- _TASK BRIEF_
Rewrite the house-sale blog entry from "July 1st was" to "A LATE MORTGAGE!", substituting "title company" for "escrow company".

7.29.2008
what would you do
7.19.2008
candy cigarettes
check out this blog
7.18.2008
a wordle?
7.17.2008
shower time
7.16.2008
anger in brokenness
7.11.2008
tangible vs. the unseen
we sold our house here in Albuquerque and in this market that is a big deal. we even got the asking price. the only thing is we did a Real Estate Contract (REC) with the buyers which means that the responsibility of this mortgage is not totally off our shoulders until June of next year. it works like a lease to own but the house in the the buys name and we (the sellers) act as the bank. then in one year the buyers will refinance and everything will go in their name and our mortgage will be paid off... the problem now lies in the fact that this bank doesn't have a lot of money.
July 1st was the first payment due from our current "renters". Today's the 11th and, per online, the money hasn't been paid to our escrow company. With the weekend approaching and the 16th fast on it's heals (the day our mortgage is due) it looked like our mortgage wasn't going to be paid on time. WE HAVE NEVER PAID A LATE MORTGAGE!
needless to say, the Young's household has been a stressful household the past couple of days.
i had a great opportunity to be the rock for my wife and i failed. God has done so much to this point to assure us that we are suppose to move to Portland in September but i was afraid of being wrong. what if we misread God and He is trying to get us to stay here. what if...what if...what if...

- _GIVEN DATA_
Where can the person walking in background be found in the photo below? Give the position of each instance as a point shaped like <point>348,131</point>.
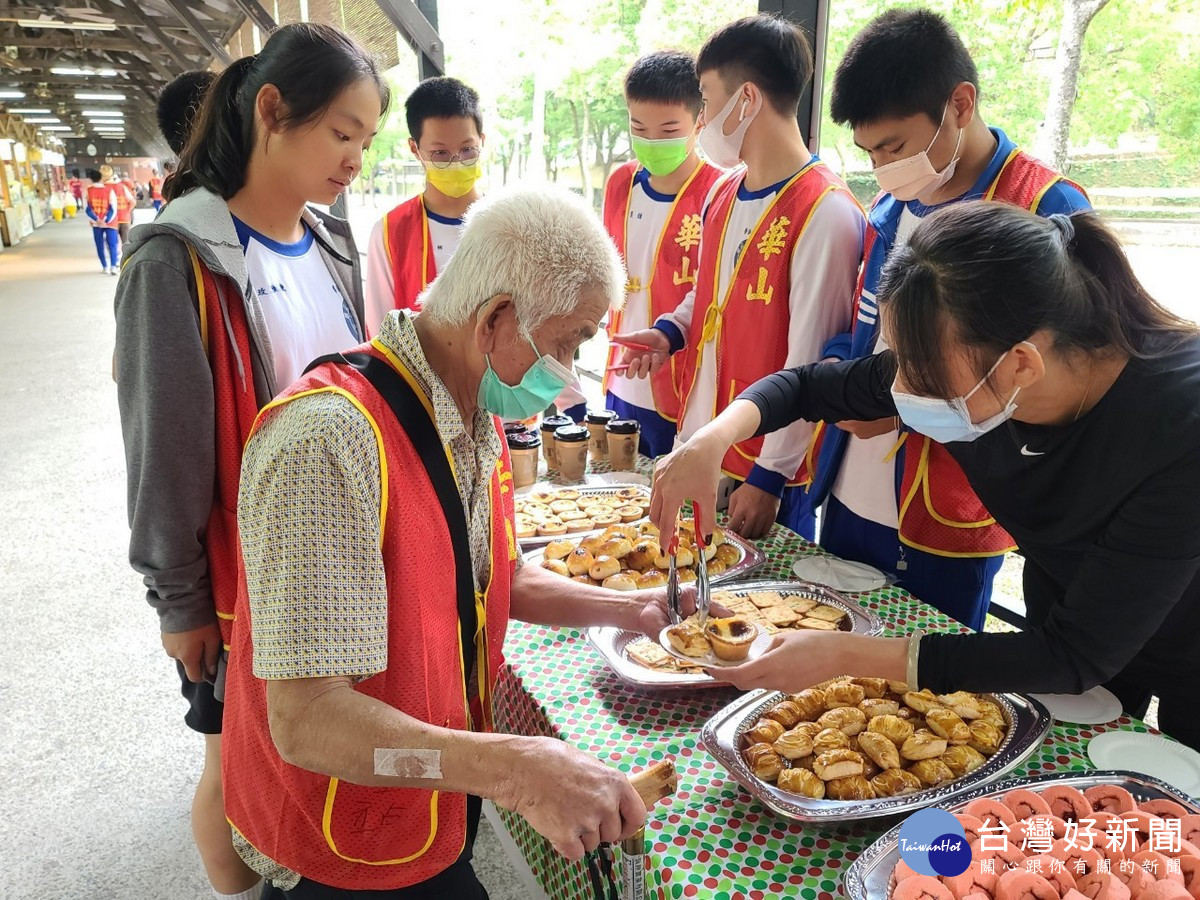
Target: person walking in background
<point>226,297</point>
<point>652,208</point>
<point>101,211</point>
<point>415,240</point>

...

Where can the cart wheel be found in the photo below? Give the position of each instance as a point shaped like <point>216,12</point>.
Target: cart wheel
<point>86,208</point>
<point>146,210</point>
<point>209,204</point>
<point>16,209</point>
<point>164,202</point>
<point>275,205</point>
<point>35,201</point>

- _REPLY TO THE TASK_
July 1st was the first payment due from our current "renters". Today's the 11th and, per online, the money hasn't been paid to our title company. With the weekend approaching and the 16th fast on it's heals (the day our mortgage is due) it looked like our mortgage wasn't going to be paid on time. WE HAVE NEVER PAID A LATE MORTGAGE!